### TASK OBJECTIVE:
Pick out every line in the records below that contains the word "muddy", and copy each of those lines.

··· MATERIAL TO PROCESS ···

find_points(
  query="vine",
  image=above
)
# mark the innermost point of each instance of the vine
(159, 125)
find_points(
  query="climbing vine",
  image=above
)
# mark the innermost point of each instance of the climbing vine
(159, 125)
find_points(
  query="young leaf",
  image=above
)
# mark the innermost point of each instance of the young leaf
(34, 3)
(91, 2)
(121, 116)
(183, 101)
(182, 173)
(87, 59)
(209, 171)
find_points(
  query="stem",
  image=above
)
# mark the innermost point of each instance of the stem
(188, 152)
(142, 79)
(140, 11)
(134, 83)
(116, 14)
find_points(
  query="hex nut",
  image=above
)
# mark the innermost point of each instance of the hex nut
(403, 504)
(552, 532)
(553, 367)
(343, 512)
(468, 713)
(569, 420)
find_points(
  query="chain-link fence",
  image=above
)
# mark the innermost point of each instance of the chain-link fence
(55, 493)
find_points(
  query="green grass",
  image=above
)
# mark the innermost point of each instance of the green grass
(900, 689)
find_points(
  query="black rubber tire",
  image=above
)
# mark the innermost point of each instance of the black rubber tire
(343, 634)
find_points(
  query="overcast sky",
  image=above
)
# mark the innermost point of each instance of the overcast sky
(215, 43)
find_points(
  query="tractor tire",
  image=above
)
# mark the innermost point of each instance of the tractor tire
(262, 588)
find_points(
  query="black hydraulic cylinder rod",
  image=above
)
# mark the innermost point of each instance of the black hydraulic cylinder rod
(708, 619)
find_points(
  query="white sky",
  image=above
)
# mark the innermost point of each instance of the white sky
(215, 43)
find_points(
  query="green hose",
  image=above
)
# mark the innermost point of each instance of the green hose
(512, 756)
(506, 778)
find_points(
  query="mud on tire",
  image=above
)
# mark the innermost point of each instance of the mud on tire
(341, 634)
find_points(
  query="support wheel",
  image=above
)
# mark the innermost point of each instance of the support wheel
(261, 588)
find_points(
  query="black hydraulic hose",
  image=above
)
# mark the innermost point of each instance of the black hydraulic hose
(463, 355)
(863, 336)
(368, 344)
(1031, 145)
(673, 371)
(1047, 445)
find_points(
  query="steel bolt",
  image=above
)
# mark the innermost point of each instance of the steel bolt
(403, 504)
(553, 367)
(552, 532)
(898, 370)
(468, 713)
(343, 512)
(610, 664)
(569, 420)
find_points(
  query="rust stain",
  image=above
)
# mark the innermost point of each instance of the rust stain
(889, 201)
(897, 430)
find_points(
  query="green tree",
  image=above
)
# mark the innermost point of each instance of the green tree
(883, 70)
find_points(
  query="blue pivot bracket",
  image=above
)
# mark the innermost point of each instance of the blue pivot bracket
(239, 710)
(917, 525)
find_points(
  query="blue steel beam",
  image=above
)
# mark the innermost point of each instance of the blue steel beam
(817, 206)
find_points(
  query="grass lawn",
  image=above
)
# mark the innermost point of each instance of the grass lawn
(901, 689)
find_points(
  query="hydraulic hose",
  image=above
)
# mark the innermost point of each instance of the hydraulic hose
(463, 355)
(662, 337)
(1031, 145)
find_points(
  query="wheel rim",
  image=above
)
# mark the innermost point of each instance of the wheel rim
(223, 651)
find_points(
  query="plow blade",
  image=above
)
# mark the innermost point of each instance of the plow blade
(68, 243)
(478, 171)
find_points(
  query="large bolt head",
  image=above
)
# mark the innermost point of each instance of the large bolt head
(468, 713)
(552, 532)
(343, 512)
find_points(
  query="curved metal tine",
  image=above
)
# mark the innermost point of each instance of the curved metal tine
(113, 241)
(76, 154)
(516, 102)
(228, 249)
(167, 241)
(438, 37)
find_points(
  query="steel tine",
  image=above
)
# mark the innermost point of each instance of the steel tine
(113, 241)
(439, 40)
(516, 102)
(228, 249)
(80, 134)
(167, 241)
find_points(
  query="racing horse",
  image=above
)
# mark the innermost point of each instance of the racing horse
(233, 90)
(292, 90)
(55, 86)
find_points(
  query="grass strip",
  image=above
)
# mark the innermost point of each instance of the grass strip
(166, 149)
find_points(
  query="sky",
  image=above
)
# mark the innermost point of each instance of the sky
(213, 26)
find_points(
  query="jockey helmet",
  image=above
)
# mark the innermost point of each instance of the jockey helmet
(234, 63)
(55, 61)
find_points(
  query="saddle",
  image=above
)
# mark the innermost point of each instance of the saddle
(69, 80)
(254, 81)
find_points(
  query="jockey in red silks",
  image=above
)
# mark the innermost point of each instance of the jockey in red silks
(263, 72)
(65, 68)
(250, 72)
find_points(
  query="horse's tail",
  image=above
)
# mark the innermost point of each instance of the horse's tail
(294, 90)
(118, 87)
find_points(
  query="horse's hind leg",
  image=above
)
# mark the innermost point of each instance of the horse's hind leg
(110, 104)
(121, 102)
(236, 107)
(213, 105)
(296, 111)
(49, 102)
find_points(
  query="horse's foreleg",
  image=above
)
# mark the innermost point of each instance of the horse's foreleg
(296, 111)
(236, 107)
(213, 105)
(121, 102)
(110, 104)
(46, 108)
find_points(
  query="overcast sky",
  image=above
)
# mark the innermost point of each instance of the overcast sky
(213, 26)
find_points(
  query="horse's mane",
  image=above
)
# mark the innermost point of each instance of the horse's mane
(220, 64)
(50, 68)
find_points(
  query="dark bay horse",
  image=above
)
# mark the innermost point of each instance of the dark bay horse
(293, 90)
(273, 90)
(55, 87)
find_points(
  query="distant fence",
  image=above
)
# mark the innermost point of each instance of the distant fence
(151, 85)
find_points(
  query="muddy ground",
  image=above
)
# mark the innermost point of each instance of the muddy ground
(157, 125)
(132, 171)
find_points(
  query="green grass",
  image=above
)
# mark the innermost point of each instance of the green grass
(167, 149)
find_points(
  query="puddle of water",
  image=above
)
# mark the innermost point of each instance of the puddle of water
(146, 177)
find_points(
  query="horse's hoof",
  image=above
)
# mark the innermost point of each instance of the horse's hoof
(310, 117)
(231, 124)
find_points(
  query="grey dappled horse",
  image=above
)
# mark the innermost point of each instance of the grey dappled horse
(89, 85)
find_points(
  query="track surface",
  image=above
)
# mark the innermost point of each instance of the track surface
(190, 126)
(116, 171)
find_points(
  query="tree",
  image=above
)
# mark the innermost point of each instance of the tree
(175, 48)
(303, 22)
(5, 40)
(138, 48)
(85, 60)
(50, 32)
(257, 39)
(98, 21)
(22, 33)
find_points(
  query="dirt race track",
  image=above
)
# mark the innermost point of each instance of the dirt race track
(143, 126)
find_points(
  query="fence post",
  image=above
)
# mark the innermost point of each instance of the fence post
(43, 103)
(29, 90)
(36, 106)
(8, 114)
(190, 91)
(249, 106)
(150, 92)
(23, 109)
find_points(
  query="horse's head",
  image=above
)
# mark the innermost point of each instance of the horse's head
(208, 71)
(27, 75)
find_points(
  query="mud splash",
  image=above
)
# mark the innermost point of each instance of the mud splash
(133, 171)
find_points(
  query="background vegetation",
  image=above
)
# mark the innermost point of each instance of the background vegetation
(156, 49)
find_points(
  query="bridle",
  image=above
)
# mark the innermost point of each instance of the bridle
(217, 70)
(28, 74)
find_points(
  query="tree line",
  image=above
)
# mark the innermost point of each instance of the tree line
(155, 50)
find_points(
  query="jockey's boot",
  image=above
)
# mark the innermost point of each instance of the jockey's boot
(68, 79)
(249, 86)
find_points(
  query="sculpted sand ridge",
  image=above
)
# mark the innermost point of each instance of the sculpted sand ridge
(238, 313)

···

### SOLUTION TO THIS EXERCISE:
  query="muddy ground",
# mark the innermost point of each instance of the muddy ground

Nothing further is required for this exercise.